▸ **Directive**
Return every line of the material exactly.

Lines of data
----------------------------------------

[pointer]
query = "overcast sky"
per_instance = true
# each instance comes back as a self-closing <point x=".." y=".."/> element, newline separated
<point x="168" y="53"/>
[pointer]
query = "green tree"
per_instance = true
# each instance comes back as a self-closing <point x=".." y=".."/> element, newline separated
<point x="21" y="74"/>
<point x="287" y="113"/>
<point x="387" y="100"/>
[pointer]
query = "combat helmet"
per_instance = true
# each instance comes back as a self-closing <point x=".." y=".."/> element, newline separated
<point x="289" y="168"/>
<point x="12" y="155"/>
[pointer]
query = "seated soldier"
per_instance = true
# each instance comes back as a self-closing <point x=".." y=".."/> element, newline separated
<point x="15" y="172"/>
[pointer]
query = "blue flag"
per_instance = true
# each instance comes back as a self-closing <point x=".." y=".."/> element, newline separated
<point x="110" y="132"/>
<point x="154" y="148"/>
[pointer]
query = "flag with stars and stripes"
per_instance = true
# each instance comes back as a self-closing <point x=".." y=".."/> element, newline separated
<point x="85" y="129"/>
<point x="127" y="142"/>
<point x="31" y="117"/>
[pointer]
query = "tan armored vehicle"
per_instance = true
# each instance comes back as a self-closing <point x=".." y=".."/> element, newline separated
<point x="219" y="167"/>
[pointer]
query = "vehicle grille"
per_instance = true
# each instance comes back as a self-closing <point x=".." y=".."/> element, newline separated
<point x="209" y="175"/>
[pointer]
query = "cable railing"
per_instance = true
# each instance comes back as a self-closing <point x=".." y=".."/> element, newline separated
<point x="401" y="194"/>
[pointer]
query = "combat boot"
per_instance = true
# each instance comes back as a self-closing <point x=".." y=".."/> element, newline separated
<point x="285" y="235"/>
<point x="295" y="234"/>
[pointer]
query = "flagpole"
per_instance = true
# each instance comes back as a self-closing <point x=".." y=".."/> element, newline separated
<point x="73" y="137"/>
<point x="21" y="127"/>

----------------------------------------

▸ **Written answer**
[pointer]
query = "overcast sky"
per_instance = true
# each instance comes back as a self-closing <point x=".." y=".."/> element, newline separated
<point x="168" y="53"/>
[pointer]
query = "green tree"
per_instance = true
# each instance comes back as a self-closing <point x=".." y=".."/> element, newline separated
<point x="21" y="74"/>
<point x="287" y="113"/>
<point x="387" y="100"/>
[pointer]
query = "combat helmet"
per_instance = true
# each instance comes back as a self-closing <point x=".." y=".."/> element, newline separated
<point x="289" y="168"/>
<point x="12" y="155"/>
[pointer]
query = "seated soldier"
per_instance = true
# each instance comes back as a self-closing <point x=".." y=".."/> element, newline separated
<point x="15" y="172"/>
[pointer]
query = "blue flag"
per_instance = true
# each instance comes back as a self-closing <point x=".." y=".."/> element, newline separated
<point x="110" y="132"/>
<point x="154" y="148"/>
[pointer]
query = "flag with stars and stripes"
per_instance = true
# each instance comes back as a self-closing <point x=".." y=".."/> element, newline separated
<point x="85" y="129"/>
<point x="127" y="142"/>
<point x="31" y="117"/>
[pointer]
query = "tan armored vehicle"
per_instance = true
# each instance comes back as a self-closing <point x=".." y=".."/> element, newline separated
<point x="219" y="167"/>
[pointer]
query = "vehicle grille"
per_instance = true
# each instance comes back as a self-closing <point x=".." y=".."/> element, newline separated
<point x="209" y="175"/>
[pointer]
query = "cable railing"
per_instance = true
# each instance comes back as a self-closing <point x=".." y=".."/> element, newline separated
<point x="401" y="194"/>
[pointer]
query = "combat boot"
per_instance = true
# each instance comes back as a self-closing <point x=".." y=".."/> element, newline separated
<point x="285" y="235"/>
<point x="295" y="234"/>
[pointer]
query = "flagpole"
per_instance = true
# each instance comes back as a self-closing <point x=".." y=".."/> element, newline separated
<point x="73" y="137"/>
<point x="21" y="127"/>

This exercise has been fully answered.